• [Your instructions]: Copy out all the data, word for word.

_ _ _ _ _

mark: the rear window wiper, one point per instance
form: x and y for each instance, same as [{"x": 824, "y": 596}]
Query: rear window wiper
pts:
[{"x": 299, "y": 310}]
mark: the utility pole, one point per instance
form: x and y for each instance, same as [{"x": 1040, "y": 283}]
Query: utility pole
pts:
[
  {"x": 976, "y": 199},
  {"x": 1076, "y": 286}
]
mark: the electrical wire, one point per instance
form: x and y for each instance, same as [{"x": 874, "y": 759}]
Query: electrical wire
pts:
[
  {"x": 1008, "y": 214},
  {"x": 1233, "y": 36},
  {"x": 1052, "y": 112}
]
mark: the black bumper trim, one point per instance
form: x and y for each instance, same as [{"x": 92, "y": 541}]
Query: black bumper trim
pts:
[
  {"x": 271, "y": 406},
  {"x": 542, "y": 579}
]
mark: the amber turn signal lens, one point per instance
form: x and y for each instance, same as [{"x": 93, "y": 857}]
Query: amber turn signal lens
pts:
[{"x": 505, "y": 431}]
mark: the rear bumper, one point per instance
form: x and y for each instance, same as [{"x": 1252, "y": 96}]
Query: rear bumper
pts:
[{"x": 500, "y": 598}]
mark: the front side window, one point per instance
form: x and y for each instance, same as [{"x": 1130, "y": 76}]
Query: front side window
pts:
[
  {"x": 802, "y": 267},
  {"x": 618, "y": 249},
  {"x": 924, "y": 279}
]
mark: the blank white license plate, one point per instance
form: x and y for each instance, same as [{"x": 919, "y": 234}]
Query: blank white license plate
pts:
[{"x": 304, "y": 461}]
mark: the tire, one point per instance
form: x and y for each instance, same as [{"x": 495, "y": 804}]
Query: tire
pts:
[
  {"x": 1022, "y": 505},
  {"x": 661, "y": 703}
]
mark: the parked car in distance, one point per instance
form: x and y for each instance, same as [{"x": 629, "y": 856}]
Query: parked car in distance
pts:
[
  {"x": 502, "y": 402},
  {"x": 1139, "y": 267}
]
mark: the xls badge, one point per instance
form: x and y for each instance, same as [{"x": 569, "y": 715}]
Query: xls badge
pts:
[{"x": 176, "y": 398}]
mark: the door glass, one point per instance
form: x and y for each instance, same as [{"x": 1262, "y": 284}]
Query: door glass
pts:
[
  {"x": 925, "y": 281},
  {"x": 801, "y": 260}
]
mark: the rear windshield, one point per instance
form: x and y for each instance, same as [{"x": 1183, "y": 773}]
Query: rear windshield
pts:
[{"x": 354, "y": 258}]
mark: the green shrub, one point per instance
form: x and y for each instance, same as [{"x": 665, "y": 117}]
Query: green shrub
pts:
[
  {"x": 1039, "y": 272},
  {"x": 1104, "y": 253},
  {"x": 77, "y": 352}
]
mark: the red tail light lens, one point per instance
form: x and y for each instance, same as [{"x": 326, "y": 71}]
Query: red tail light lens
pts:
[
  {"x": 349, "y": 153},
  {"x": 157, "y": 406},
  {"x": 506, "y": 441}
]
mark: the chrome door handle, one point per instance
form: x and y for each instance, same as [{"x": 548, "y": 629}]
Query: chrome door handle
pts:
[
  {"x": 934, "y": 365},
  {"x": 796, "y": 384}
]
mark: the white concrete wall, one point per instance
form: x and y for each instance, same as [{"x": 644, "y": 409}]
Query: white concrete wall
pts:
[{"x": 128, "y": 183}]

_ _ _ _ _

• [The response]:
mark: the rear window wiper, one point per instance
form: x and y for each instance, same as [{"x": 824, "y": 596}]
Query: rear window wiper
pts:
[{"x": 299, "y": 310}]
mark: the utility pole, one point per instance
form: x and y for each instance, same as [{"x": 1040, "y": 283}]
Query: utility pole
pts:
[
  {"x": 976, "y": 199},
  {"x": 1076, "y": 286}
]
mark: the electrical wire, one point per instance
form: x and y for each instance, same as [{"x": 874, "y": 759}]
Query: electrical wire
pts:
[
  {"x": 1008, "y": 214},
  {"x": 1233, "y": 36},
  {"x": 1052, "y": 112}
]
mark: the black bumper trim, one point per instance
form: x and y for each instance, same as [{"x": 92, "y": 541}]
Query: black bumper trim
pts:
[
  {"x": 271, "y": 406},
  {"x": 542, "y": 579}
]
mark: the amber turn signal lens, one point per instance
form: x and y for each instance, same as [{"x": 93, "y": 857}]
Query: amber turn signal lens
pts:
[{"x": 505, "y": 431}]
mark: the rear bumper, one point per instance
form: x and y for each instance, same as [{"x": 1252, "y": 96}]
Query: rear bumper
pts:
[{"x": 500, "y": 598}]
mark: the front side window, one point per instance
form: x and y for each instance, same as [{"x": 1130, "y": 76}]
Query: front side window
pts:
[
  {"x": 802, "y": 267},
  {"x": 618, "y": 249},
  {"x": 924, "y": 279}
]
mark: the blank white license plate, one point per instance
form: x and y for each instance, same as [{"x": 919, "y": 234}]
Query: blank white license plate
pts:
[{"x": 304, "y": 461}]
mark: the tire, one point per instance
form: x and y for each instance, same as [{"x": 495, "y": 804}]
Query: tire
pts:
[
  {"x": 1022, "y": 505},
  {"x": 661, "y": 703}
]
mark: the parked car in distance, one point per instance
form: x and y for each instance, same as [{"x": 629, "y": 856}]
Query: parked car in distance
pts:
[
  {"x": 502, "y": 402},
  {"x": 1139, "y": 267}
]
mark: the xls badge, one point per instance
form: x and y for each instance, same as [{"x": 569, "y": 715}]
Query: xls badge
pts:
[{"x": 176, "y": 398}]
mark: the door glass, one point per instance
form: x and y for each instance, same as [{"x": 1262, "y": 284}]
Query: door glass
pts:
[
  {"x": 925, "y": 281},
  {"x": 801, "y": 260}
]
mark: the rear windshield, one point per instance
form: x and y for each instance, same as [{"x": 1183, "y": 773}]
Query: rear windshield
pts:
[{"x": 354, "y": 258}]
mark: the green shrub, one point per instance
form: x and y for each instance, same as [{"x": 665, "y": 117}]
Query: green shrub
pts:
[
  {"x": 1039, "y": 272},
  {"x": 1104, "y": 253},
  {"x": 77, "y": 352}
]
mark: the red tail light lens, one point per instance
form: x and y for each instance, same as [{"x": 326, "y": 71}]
Query: red tail light lens
pts:
[
  {"x": 349, "y": 153},
  {"x": 157, "y": 406},
  {"x": 506, "y": 441}
]
mark: the chrome door handle, one point per instance
form: x and y for each instance, same as [{"x": 548, "y": 629}]
Query: chrome door handle
pts:
[
  {"x": 934, "y": 365},
  {"x": 796, "y": 384}
]
mark: the white concrete wall, one point per instance
form: x and y for each instance, same as [{"x": 644, "y": 409}]
Query: white concrete wall
pts:
[{"x": 128, "y": 183}]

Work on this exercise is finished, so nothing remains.